The required output is the lines of the listing from the beginning through the line containing "of the white-throated", each copied exactly, without any pictures.

■ ■ ■ ■ ■ ■ ■

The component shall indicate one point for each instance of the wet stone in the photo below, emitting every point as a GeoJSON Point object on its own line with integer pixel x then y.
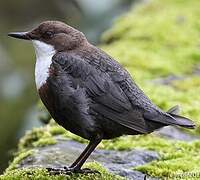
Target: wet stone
{"type": "Point", "coordinates": [65, 151]}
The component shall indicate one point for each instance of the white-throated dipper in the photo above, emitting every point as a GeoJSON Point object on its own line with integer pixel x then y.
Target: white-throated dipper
{"type": "Point", "coordinates": [89, 93]}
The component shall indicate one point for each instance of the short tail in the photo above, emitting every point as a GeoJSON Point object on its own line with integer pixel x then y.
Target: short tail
{"type": "Point", "coordinates": [180, 120]}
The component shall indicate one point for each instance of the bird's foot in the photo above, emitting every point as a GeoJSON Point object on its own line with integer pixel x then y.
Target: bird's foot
{"type": "Point", "coordinates": [69, 171]}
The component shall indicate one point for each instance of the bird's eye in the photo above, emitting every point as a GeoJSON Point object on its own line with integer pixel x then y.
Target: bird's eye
{"type": "Point", "coordinates": [48, 34]}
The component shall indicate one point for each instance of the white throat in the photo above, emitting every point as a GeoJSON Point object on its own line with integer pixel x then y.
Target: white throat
{"type": "Point", "coordinates": [44, 53]}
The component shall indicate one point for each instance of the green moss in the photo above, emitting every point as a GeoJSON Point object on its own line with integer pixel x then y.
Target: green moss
{"type": "Point", "coordinates": [20, 156]}
{"type": "Point", "coordinates": [38, 174]}
{"type": "Point", "coordinates": [162, 39]}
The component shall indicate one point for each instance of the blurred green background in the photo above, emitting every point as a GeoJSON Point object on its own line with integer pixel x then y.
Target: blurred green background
{"type": "Point", "coordinates": [18, 96]}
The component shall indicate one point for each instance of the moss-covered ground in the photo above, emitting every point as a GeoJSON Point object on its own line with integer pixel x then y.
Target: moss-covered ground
{"type": "Point", "coordinates": [154, 40]}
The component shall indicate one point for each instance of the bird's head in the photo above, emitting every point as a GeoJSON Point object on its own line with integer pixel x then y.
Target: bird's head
{"type": "Point", "coordinates": [52, 36]}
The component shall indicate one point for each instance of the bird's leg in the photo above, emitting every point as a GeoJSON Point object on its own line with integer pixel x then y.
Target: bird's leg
{"type": "Point", "coordinates": [77, 164]}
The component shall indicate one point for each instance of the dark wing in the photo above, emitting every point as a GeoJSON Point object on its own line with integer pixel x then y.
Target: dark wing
{"type": "Point", "coordinates": [108, 97]}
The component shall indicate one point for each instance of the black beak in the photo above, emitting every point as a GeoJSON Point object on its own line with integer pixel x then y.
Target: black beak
{"type": "Point", "coordinates": [20, 35]}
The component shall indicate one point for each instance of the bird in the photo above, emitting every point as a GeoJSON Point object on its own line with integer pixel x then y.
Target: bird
{"type": "Point", "coordinates": [88, 92]}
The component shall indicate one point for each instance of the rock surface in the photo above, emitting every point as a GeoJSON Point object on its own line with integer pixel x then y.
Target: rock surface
{"type": "Point", "coordinates": [65, 151]}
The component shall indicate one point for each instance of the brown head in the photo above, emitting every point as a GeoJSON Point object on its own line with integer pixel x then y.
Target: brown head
{"type": "Point", "coordinates": [57, 34]}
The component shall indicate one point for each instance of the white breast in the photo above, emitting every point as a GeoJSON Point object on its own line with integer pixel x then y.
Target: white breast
{"type": "Point", "coordinates": [44, 53]}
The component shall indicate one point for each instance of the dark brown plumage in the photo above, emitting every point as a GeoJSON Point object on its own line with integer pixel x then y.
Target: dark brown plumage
{"type": "Point", "coordinates": [92, 95]}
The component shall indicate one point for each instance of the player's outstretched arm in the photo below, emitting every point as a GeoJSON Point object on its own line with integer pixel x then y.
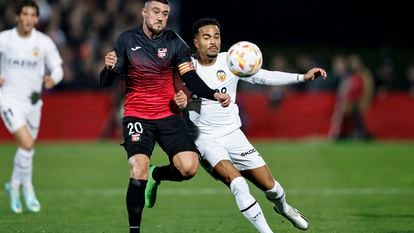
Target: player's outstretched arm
{"type": "Point", "coordinates": [107, 77]}
{"type": "Point", "coordinates": [180, 98]}
{"type": "Point", "coordinates": [314, 73]}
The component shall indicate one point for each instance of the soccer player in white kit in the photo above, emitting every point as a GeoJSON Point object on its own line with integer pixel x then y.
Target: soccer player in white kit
{"type": "Point", "coordinates": [25, 54]}
{"type": "Point", "coordinates": [224, 149]}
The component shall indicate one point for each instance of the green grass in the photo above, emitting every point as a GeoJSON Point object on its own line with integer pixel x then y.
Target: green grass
{"type": "Point", "coordinates": [342, 187]}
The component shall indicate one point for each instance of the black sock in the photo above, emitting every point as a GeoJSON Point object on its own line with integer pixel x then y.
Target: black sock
{"type": "Point", "coordinates": [169, 172]}
{"type": "Point", "coordinates": [135, 200]}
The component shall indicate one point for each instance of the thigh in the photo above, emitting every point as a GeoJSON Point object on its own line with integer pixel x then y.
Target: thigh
{"type": "Point", "coordinates": [261, 177]}
{"type": "Point", "coordinates": [139, 136]}
{"type": "Point", "coordinates": [242, 153]}
{"type": "Point", "coordinates": [173, 136]}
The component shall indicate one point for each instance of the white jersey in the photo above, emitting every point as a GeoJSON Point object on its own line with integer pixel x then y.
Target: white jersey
{"type": "Point", "coordinates": [209, 116]}
{"type": "Point", "coordinates": [23, 64]}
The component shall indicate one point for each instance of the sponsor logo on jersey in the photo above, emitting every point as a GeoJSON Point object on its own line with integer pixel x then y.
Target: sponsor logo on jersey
{"type": "Point", "coordinates": [17, 63]}
{"type": "Point", "coordinates": [162, 52]}
{"type": "Point", "coordinates": [221, 75]}
{"type": "Point", "coordinates": [135, 137]}
{"type": "Point", "coordinates": [251, 151]}
{"type": "Point", "coordinates": [136, 48]}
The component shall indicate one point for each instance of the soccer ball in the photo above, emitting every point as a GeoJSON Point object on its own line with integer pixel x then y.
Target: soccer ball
{"type": "Point", "coordinates": [244, 59]}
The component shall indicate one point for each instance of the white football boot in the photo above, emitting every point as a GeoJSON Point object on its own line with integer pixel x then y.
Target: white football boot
{"type": "Point", "coordinates": [14, 195]}
{"type": "Point", "coordinates": [295, 217]}
{"type": "Point", "coordinates": [32, 204]}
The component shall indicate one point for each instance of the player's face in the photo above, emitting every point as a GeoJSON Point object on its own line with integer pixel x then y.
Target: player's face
{"type": "Point", "coordinates": [208, 41]}
{"type": "Point", "coordinates": [27, 19]}
{"type": "Point", "coordinates": [155, 16]}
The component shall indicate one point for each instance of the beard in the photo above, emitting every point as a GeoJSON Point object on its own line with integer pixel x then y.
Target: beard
{"type": "Point", "coordinates": [212, 56]}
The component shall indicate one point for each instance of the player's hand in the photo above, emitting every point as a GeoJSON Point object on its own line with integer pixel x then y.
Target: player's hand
{"type": "Point", "coordinates": [223, 98]}
{"type": "Point", "coordinates": [180, 99]}
{"type": "Point", "coordinates": [110, 60]}
{"type": "Point", "coordinates": [314, 73]}
{"type": "Point", "coordinates": [48, 82]}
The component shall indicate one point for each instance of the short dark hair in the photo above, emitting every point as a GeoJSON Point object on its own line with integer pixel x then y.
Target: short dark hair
{"type": "Point", "coordinates": [161, 1]}
{"type": "Point", "coordinates": [27, 3]}
{"type": "Point", "coordinates": [203, 22]}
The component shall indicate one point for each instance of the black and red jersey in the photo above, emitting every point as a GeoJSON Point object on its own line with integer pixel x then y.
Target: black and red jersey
{"type": "Point", "coordinates": [148, 66]}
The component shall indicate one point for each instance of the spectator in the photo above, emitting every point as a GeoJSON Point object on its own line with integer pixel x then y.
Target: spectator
{"type": "Point", "coordinates": [353, 98]}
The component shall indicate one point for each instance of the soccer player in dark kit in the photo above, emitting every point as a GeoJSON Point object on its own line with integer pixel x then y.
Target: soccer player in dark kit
{"type": "Point", "coordinates": [147, 58]}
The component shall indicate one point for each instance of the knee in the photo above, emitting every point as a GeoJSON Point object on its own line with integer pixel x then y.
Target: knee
{"type": "Point", "coordinates": [139, 170]}
{"type": "Point", "coordinates": [27, 145]}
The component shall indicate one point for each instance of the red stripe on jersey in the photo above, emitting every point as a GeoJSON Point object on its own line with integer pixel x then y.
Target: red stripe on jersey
{"type": "Point", "coordinates": [150, 96]}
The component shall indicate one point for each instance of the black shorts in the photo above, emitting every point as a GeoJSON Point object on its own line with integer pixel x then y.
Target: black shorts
{"type": "Point", "coordinates": [170, 133]}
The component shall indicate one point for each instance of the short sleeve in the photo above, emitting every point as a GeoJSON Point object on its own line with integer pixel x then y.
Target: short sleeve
{"type": "Point", "coordinates": [183, 51]}
{"type": "Point", "coordinates": [120, 45]}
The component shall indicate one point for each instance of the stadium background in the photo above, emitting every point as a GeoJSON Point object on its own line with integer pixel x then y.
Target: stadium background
{"type": "Point", "coordinates": [353, 186]}
{"type": "Point", "coordinates": [301, 33]}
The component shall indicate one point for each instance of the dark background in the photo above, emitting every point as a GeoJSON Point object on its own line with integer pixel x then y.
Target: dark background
{"type": "Point", "coordinates": [308, 23]}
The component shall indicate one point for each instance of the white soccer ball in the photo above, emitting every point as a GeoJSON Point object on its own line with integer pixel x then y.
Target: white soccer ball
{"type": "Point", "coordinates": [244, 59]}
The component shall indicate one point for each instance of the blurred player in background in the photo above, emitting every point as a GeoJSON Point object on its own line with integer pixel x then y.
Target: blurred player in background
{"type": "Point", "coordinates": [225, 151]}
{"type": "Point", "coordinates": [147, 57]}
{"type": "Point", "coordinates": [25, 53]}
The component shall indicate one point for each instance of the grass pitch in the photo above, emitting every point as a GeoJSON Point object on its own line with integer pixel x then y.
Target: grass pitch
{"type": "Point", "coordinates": [341, 187]}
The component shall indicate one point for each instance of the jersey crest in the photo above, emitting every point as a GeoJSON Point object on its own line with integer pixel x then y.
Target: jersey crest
{"type": "Point", "coordinates": [221, 75]}
{"type": "Point", "coordinates": [162, 52]}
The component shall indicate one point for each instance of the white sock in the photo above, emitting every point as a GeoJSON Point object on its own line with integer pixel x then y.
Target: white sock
{"type": "Point", "coordinates": [22, 169]}
{"type": "Point", "coordinates": [278, 197]}
{"type": "Point", "coordinates": [248, 205]}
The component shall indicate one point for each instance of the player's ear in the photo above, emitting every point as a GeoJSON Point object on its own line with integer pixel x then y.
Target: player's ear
{"type": "Point", "coordinates": [143, 12]}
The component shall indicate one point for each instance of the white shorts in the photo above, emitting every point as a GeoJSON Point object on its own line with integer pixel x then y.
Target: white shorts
{"type": "Point", "coordinates": [234, 147]}
{"type": "Point", "coordinates": [15, 116]}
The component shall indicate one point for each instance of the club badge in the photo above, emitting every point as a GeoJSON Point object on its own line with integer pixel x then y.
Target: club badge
{"type": "Point", "coordinates": [162, 52]}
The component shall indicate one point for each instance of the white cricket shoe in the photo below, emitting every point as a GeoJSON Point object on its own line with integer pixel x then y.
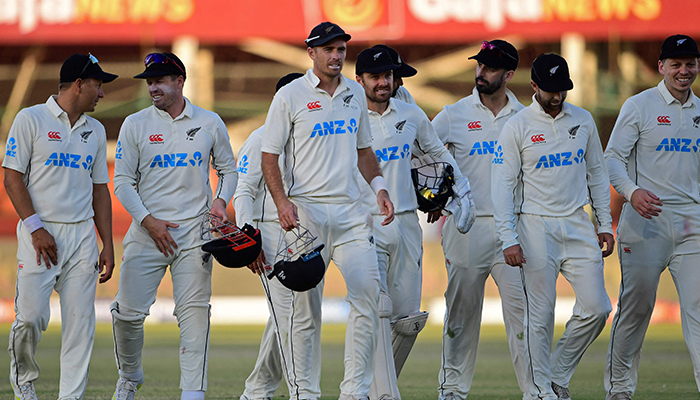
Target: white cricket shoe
{"type": "Point", "coordinates": [126, 389]}
{"type": "Point", "coordinates": [561, 392]}
{"type": "Point", "coordinates": [26, 392]}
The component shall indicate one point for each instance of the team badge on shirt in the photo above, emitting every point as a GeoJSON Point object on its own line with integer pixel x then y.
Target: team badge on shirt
{"type": "Point", "coordinates": [572, 132]}
{"type": "Point", "coordinates": [192, 132]}
{"type": "Point", "coordinates": [84, 136]}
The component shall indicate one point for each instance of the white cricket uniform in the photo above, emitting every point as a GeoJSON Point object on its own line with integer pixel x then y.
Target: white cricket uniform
{"type": "Point", "coordinates": [557, 163]}
{"type": "Point", "coordinates": [162, 169]}
{"type": "Point", "coordinates": [254, 205]}
{"type": "Point", "coordinates": [319, 135]}
{"type": "Point", "coordinates": [60, 164]}
{"type": "Point", "coordinates": [654, 145]}
{"type": "Point", "coordinates": [470, 131]}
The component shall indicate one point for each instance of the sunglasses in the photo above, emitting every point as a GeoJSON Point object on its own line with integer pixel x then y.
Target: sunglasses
{"type": "Point", "coordinates": [486, 45]}
{"type": "Point", "coordinates": [91, 59]}
{"type": "Point", "coordinates": [160, 58]}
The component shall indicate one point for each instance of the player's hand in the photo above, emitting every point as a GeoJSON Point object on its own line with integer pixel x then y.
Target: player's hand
{"type": "Point", "coordinates": [434, 216]}
{"type": "Point", "coordinates": [645, 203]}
{"type": "Point", "coordinates": [45, 246]}
{"type": "Point", "coordinates": [218, 208]}
{"type": "Point", "coordinates": [106, 263]}
{"type": "Point", "coordinates": [386, 206]}
{"type": "Point", "coordinates": [158, 231]}
{"type": "Point", "coordinates": [514, 256]}
{"type": "Point", "coordinates": [258, 266]}
{"type": "Point", "coordinates": [608, 240]}
{"type": "Point", "coordinates": [287, 213]}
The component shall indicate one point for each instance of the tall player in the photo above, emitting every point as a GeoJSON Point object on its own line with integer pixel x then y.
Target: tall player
{"type": "Point", "coordinates": [396, 125]}
{"type": "Point", "coordinates": [470, 129]}
{"type": "Point", "coordinates": [653, 163]}
{"type": "Point", "coordinates": [320, 123]}
{"type": "Point", "coordinates": [161, 176]}
{"type": "Point", "coordinates": [254, 205]}
{"type": "Point", "coordinates": [550, 154]}
{"type": "Point", "coordinates": [55, 151]}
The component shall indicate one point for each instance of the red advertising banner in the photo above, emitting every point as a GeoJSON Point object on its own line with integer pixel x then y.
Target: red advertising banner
{"type": "Point", "coordinates": [413, 21]}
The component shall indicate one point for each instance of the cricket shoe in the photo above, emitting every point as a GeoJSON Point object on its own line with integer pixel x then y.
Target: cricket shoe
{"type": "Point", "coordinates": [561, 392]}
{"type": "Point", "coordinates": [26, 392]}
{"type": "Point", "coordinates": [126, 389]}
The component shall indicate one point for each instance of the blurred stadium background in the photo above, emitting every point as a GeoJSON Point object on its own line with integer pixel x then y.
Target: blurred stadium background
{"type": "Point", "coordinates": [236, 50]}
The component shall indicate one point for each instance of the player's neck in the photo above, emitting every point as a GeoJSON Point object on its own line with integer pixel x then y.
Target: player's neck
{"type": "Point", "coordinates": [495, 101]}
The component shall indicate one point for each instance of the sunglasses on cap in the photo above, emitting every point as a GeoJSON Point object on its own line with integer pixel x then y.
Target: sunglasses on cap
{"type": "Point", "coordinates": [91, 59]}
{"type": "Point", "coordinates": [159, 58]}
{"type": "Point", "coordinates": [486, 45]}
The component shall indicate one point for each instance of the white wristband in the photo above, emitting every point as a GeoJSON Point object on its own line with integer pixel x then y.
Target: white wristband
{"type": "Point", "coordinates": [33, 223]}
{"type": "Point", "coordinates": [378, 184]}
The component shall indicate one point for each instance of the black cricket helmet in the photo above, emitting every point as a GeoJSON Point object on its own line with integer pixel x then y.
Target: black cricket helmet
{"type": "Point", "coordinates": [433, 183]}
{"type": "Point", "coordinates": [233, 247]}
{"type": "Point", "coordinates": [299, 265]}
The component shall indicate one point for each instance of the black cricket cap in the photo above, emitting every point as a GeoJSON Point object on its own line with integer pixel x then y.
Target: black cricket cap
{"type": "Point", "coordinates": [162, 64]}
{"type": "Point", "coordinates": [678, 45]}
{"type": "Point", "coordinates": [374, 61]}
{"type": "Point", "coordinates": [287, 79]}
{"type": "Point", "coordinates": [497, 54]}
{"type": "Point", "coordinates": [404, 70]}
{"type": "Point", "coordinates": [81, 66]}
{"type": "Point", "coordinates": [551, 73]}
{"type": "Point", "coordinates": [324, 33]}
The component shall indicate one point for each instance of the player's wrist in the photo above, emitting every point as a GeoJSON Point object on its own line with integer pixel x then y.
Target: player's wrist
{"type": "Point", "coordinates": [33, 223]}
{"type": "Point", "coordinates": [378, 184]}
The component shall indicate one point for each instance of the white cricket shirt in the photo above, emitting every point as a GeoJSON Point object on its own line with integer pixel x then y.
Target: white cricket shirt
{"type": "Point", "coordinates": [470, 131]}
{"type": "Point", "coordinates": [60, 164]}
{"type": "Point", "coordinates": [319, 136]}
{"type": "Point", "coordinates": [252, 200]}
{"type": "Point", "coordinates": [556, 162]}
{"type": "Point", "coordinates": [655, 145]}
{"type": "Point", "coordinates": [162, 164]}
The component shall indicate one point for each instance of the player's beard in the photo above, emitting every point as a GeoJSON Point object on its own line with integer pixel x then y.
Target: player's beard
{"type": "Point", "coordinates": [489, 87]}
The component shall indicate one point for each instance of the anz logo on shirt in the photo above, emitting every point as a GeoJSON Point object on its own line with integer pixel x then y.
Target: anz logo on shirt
{"type": "Point", "coordinates": [69, 160]}
{"type": "Point", "coordinates": [483, 148]}
{"type": "Point", "coordinates": [337, 127]}
{"type": "Point", "coordinates": [680, 145]}
{"type": "Point", "coordinates": [393, 153]}
{"type": "Point", "coordinates": [560, 159]}
{"type": "Point", "coordinates": [177, 160]}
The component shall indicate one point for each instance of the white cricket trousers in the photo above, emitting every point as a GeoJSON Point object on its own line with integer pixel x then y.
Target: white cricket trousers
{"type": "Point", "coordinates": [346, 231]}
{"type": "Point", "coordinates": [74, 278]}
{"type": "Point", "coordinates": [469, 259]}
{"type": "Point", "coordinates": [268, 371]}
{"type": "Point", "coordinates": [646, 248]}
{"type": "Point", "coordinates": [141, 271]}
{"type": "Point", "coordinates": [552, 245]}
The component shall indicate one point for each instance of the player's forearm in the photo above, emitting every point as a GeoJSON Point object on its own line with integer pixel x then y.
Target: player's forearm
{"type": "Point", "coordinates": [18, 193]}
{"type": "Point", "coordinates": [102, 205]}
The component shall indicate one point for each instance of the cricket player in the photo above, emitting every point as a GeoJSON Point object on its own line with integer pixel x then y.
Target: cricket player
{"type": "Point", "coordinates": [320, 123]}
{"type": "Point", "coordinates": [396, 125]}
{"type": "Point", "coordinates": [547, 164]}
{"type": "Point", "coordinates": [653, 163]}
{"type": "Point", "coordinates": [56, 177]}
{"type": "Point", "coordinates": [161, 176]}
{"type": "Point", "coordinates": [254, 205]}
{"type": "Point", "coordinates": [470, 129]}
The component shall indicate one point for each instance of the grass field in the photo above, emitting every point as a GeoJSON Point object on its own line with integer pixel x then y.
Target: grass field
{"type": "Point", "coordinates": [665, 373]}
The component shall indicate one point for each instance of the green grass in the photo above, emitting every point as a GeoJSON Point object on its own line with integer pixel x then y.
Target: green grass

■ ■ ■ ■ ■ ■ ■

■ **Solution to this task**:
The component shall indicate one point for each instance of the wet stone in the photo below, emitting every point as a GeoJSON Point object on its own line with integer pixel x then y.
Target: wet stone
{"type": "Point", "coordinates": [65, 151]}
The component shall indicate one point for each instance of the white-throated dipper in the photo above, emitting every point as a GeoJSON Point object on its own line with integer pixel x then y.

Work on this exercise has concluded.